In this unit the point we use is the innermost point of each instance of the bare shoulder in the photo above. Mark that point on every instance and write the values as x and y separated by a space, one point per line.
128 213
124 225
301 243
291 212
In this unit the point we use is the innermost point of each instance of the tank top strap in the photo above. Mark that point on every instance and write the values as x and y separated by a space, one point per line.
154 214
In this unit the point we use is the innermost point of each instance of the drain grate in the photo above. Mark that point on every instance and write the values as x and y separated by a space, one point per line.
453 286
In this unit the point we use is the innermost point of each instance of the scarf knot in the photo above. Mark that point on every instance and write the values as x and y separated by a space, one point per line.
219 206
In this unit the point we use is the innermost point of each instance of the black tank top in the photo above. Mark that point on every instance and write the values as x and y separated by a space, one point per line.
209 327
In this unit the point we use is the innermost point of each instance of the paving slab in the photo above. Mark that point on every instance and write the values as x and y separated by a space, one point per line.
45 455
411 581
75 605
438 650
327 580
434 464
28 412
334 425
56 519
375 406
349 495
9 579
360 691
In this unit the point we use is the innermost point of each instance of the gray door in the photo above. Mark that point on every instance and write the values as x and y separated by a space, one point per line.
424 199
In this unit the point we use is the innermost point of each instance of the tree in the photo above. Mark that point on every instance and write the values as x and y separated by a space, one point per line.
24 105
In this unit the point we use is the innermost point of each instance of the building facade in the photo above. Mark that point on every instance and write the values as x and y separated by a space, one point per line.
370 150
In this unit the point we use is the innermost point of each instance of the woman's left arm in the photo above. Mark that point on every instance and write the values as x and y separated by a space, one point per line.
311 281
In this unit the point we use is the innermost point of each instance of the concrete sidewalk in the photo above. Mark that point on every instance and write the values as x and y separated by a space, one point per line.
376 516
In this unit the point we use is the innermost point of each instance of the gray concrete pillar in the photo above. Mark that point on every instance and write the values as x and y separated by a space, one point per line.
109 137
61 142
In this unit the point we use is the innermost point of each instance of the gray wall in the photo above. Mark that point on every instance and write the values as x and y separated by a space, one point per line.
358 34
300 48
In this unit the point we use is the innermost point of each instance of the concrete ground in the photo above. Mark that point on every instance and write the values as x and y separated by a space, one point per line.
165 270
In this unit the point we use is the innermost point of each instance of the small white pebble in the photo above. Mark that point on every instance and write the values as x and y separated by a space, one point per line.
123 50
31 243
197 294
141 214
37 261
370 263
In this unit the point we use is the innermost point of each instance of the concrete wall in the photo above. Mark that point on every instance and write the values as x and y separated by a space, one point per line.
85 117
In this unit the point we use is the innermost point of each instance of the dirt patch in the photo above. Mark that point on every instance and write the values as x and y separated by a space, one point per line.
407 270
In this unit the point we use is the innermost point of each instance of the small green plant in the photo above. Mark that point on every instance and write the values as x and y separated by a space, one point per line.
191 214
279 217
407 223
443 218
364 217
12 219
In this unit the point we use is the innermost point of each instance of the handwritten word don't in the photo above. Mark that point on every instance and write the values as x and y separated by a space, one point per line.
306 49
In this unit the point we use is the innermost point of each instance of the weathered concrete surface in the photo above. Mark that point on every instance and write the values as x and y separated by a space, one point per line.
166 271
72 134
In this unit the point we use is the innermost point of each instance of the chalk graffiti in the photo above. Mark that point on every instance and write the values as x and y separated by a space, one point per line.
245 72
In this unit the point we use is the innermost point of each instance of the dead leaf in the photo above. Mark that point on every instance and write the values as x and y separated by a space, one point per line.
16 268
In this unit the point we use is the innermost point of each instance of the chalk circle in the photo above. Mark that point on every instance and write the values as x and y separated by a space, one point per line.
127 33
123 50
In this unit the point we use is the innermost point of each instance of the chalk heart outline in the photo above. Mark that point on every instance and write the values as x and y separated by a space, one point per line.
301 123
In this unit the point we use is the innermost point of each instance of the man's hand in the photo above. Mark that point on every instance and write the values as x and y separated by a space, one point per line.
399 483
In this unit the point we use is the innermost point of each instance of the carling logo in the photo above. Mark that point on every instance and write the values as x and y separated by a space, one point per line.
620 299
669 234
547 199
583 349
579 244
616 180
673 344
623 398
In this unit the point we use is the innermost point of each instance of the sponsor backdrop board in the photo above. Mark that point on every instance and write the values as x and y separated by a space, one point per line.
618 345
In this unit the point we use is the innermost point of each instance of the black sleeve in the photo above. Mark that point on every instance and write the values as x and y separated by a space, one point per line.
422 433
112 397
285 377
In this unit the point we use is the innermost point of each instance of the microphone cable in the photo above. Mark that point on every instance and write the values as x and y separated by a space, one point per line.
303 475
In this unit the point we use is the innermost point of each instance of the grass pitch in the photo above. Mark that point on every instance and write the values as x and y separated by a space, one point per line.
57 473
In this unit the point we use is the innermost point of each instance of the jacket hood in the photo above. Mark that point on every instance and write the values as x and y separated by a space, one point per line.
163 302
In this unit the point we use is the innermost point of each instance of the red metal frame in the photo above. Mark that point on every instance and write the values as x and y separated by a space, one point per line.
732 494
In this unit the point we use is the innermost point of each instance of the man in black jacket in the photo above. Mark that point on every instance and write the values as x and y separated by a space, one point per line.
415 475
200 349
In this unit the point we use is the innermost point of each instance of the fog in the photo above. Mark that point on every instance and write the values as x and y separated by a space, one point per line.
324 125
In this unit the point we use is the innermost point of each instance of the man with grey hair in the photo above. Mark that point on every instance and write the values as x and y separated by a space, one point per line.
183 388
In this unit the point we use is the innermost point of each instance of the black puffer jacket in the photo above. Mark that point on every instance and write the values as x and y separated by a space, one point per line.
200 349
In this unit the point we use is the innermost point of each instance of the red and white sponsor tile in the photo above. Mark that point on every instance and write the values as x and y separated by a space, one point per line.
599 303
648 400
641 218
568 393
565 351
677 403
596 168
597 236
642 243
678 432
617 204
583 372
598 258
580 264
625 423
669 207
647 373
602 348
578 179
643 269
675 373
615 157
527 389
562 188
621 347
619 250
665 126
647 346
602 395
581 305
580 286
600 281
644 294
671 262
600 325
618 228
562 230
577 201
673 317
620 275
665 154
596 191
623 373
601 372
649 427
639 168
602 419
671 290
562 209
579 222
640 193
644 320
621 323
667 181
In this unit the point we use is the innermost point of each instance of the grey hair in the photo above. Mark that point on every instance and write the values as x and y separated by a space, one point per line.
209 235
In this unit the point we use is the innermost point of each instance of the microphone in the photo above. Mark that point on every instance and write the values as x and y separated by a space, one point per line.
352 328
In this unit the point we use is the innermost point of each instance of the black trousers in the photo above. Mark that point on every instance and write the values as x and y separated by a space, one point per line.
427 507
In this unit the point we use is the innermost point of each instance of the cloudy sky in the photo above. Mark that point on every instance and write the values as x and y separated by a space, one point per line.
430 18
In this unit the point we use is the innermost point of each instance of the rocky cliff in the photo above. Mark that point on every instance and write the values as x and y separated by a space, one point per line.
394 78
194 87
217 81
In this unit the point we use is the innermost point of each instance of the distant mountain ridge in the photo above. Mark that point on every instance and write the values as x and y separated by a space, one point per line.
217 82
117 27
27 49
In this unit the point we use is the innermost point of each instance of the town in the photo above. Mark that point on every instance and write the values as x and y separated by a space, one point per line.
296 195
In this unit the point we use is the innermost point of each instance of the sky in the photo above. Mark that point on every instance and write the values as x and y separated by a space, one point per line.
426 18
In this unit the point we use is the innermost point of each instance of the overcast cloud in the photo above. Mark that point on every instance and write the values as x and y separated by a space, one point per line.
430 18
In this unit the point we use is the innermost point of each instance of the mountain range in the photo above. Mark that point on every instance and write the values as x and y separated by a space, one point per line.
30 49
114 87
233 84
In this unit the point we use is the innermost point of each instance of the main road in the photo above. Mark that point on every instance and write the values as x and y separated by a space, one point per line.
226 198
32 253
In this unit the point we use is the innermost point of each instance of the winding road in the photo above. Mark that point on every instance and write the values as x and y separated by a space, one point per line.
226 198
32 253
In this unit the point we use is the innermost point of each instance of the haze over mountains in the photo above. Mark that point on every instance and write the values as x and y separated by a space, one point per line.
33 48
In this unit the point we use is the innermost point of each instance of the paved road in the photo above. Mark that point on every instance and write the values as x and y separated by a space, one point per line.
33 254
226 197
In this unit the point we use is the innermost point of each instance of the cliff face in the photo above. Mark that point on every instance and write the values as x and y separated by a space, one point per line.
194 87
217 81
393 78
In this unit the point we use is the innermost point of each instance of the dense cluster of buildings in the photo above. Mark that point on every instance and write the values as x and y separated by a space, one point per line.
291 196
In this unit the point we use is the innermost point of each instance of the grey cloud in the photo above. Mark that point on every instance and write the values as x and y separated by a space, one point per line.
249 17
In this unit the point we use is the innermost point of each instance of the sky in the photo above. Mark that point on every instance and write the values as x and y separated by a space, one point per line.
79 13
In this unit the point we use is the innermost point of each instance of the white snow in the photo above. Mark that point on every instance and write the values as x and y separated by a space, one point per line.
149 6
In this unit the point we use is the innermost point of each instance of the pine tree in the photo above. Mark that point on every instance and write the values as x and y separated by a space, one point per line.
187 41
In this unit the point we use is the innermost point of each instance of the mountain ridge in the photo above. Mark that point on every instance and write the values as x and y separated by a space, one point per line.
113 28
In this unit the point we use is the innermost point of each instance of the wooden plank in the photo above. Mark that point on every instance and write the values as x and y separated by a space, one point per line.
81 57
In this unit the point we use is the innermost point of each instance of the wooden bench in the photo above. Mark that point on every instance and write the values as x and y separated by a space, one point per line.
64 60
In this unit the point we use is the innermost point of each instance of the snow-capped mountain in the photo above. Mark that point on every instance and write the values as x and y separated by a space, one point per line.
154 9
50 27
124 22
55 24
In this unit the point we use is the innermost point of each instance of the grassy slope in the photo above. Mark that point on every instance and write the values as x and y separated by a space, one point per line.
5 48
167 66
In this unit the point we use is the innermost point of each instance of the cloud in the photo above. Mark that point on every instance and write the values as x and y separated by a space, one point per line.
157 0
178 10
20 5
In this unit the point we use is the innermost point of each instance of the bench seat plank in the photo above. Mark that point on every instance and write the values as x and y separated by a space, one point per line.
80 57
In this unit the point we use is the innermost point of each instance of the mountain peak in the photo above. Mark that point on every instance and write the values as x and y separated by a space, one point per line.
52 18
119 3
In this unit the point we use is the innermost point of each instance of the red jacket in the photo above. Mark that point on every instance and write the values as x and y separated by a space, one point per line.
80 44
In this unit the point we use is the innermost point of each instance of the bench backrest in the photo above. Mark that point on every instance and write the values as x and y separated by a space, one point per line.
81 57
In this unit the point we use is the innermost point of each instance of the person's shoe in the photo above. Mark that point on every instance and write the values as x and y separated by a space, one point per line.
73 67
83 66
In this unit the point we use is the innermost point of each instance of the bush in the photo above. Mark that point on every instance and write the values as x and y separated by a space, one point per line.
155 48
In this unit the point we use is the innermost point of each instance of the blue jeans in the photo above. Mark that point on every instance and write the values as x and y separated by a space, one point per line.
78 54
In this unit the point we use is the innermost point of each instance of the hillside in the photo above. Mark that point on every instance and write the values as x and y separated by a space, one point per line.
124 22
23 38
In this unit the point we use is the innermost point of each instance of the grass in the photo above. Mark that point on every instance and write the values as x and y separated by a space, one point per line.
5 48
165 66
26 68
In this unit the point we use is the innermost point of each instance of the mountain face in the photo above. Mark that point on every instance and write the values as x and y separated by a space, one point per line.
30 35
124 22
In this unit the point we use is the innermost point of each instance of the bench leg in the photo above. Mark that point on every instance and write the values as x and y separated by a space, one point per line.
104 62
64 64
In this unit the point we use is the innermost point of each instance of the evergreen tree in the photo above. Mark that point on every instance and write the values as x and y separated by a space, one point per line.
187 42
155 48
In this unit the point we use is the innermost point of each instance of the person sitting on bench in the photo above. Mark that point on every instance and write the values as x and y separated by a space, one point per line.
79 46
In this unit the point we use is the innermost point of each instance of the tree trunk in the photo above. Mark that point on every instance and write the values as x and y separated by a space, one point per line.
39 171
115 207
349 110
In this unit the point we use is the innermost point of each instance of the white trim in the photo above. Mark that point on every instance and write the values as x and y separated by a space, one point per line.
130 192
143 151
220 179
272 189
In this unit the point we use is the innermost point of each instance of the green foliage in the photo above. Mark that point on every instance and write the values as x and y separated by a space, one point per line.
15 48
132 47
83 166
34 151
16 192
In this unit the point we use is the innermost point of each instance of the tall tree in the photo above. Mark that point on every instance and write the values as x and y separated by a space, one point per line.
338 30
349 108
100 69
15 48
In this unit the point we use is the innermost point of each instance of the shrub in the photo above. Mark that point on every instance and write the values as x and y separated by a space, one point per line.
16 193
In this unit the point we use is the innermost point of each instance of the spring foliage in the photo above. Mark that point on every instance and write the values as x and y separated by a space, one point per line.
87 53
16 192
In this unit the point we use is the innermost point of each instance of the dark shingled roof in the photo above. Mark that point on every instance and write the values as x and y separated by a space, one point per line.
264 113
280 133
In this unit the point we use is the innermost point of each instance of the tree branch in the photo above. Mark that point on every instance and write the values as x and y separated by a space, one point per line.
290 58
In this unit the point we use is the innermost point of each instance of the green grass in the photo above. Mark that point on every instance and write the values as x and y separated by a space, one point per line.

WORK TO BE COMPLETED: Write out exactly the lines of the entries above that run from the line containing "of the tall" through the last line, including both.

COMPLETE RESPONSE:
In this unit the point we use is the innermost point of each instance of the tall tree in the photo above. Mark that point on every instance and write the values as x and y separated by a space, one point per line.
338 30
349 108
100 69
15 48
In this unit the point we use is the innermost point of each instance of the shrub in the photo above. Mark that point on every instance and write the values as x and y separated by a space, one point per line.
16 193
In this unit the point we use is the innermost point of each instance of the spring foliage in the photo above. Mark that point on every instance and write the values as x and y separated by a space, one point per line.
87 53
16 192
In this unit the point we use is the innermost point of each instance of the dark shingled roof in the photo above. Mark that point on every instance and write the values as x and y separated by a space, one point per line.
264 113
280 133
In this unit the point we use is the innermost point of each instance of the tree branch in the photo above. Mark that point on every instance and write the values as x and y separated by a space, one point per line.
290 58
In this unit the point we use is the innermost point of each instance of the green grass in the photo above. Mark that point on every instance and write the values as x and y separated by a space, one point per line.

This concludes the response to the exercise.